Set task
Write out every item below word for word.

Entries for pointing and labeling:
"""

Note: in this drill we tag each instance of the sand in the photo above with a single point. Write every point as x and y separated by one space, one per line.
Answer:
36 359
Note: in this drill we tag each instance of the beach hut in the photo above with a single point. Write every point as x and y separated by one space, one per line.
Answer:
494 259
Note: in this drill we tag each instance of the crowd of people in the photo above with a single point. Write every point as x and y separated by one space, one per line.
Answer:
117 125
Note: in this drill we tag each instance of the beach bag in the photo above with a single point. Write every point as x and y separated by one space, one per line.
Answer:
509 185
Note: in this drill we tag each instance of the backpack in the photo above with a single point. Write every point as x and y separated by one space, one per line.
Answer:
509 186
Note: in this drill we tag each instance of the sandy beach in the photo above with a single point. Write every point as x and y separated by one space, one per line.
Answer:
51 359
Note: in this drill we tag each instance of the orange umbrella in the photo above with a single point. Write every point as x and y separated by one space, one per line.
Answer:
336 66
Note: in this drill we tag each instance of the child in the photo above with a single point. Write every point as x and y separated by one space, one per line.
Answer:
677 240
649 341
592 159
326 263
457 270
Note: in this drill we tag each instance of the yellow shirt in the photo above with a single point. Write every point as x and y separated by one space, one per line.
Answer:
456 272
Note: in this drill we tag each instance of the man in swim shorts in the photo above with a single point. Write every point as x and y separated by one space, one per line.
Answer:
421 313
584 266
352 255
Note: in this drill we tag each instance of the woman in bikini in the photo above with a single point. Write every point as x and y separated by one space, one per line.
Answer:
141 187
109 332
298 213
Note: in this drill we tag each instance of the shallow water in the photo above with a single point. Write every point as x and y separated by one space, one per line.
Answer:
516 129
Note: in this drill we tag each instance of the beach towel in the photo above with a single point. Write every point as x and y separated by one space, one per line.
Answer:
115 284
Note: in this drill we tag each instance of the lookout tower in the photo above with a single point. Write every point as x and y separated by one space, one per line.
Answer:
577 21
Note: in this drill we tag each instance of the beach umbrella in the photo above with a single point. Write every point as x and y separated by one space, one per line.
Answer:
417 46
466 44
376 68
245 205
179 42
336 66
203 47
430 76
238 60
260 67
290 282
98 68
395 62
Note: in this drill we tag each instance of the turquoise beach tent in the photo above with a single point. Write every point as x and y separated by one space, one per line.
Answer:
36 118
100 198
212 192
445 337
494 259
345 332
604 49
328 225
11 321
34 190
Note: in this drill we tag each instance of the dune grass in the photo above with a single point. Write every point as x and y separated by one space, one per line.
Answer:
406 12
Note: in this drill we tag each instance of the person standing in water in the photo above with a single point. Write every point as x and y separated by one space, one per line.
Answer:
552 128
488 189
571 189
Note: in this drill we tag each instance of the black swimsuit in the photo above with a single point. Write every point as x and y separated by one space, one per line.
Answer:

"""

Completed task
Note: in this drill we tag each instance of the sand in the photo above with a single point. Write every point as x and y separated by one space, one per line.
Answer:
36 359
Note: in this drill we tag each instance of the beach hut in the photo above with a single point. Write every point as x and y separated by one space, one per line.
Answer:
494 259
Note: in this drill we tag each instance of the crowd of people in the photo above with a single point. Write every point as x and y separated by one space, one per line.
Answer:
117 125
Note: in this drill we tag each instance of the beach bag in the photo above with a single point. Write every point as x and y separated by one space, one per line.
Answer:
509 185
Note: in this drill we tag each instance of the backpack in the photo above with a single point. Write every point as x and y separated by one space, one per line.
Answer:
509 186
Note: in this drill we tag each instance of the sandy beach in the photo above with a single point. Write every point as x and y separated by one space, one per line.
Answer:
51 359
Note: in this drill we tag each instance of the orange umbrella in the photo above with a single point. Write every point as x and y separated by one space, one per line.
Answer:
336 66
Note: in this drill we tag each instance of the child in the photo above with a single point. Write every point as x and y separated by one space, one per line.
Answer:
677 240
649 341
592 159
326 263
457 270
Note: in this drill we tag each instance of the yellow shirt in the photo above with a single point. Write every point as x and y separated by one space, one per line.
Answer:
456 272
Note: in this drill we tag each instance of the man in swim shorts in the photo above with a single point. Write every point as x and y separated by one space, one per line.
Answer:
421 313
584 266
352 255
Note: in this drill we tag each instance of the woman in bikini in the photo above with a single point. Write every point as x and y separated by one space, one per line.
Answer:
141 187
109 332
298 213
Note: in this drill we tag each instance of the shallow water in the photo above with a single point. Write every point as x and y separated by one space, one per line.
Answer:
516 129
Note: in this drill we tag each instance of the beach towel in the photo above with a single point. Write every point as x and y separated by one space, one per line.
Answer:
115 284
Note: in this drill we tag each instance of the lookout tower in the photo above with a single point. Write every point as x and y separated by one space, one per line.
Answer:
577 21
Note: in this drill we tag each instance of the beach umbrella in the photo above with a single point. Write every point as x and y separated by one space, one per line.
Answer:
417 46
466 44
376 68
245 205
179 42
336 66
203 47
430 76
238 60
260 67
290 282
98 68
395 62
Note: in this drill we tag each instance of the turquoise beach tent in the photo above with a single point. Write every point as x and y separated by one space, one per line.
Answer:
36 118
100 198
212 192
445 337
494 259
345 332
604 49
328 225
11 321
34 190
Note: in this drill we tag each instance of the dune grass in the photo above with a single point. Write every point as x and y separated by one space, one per line.
Answer:
406 12
Note: in this drill we tag each instance of the person standing in water in the photo above with a single point. Write every point as x and y separated by one space, one per line.
Answer:
552 128
488 189
571 189
Note: in this drill we tag each instance of the black swimsuit in the photo above with a single point. Write every point as x and y separated by one space, one per line.
Answer:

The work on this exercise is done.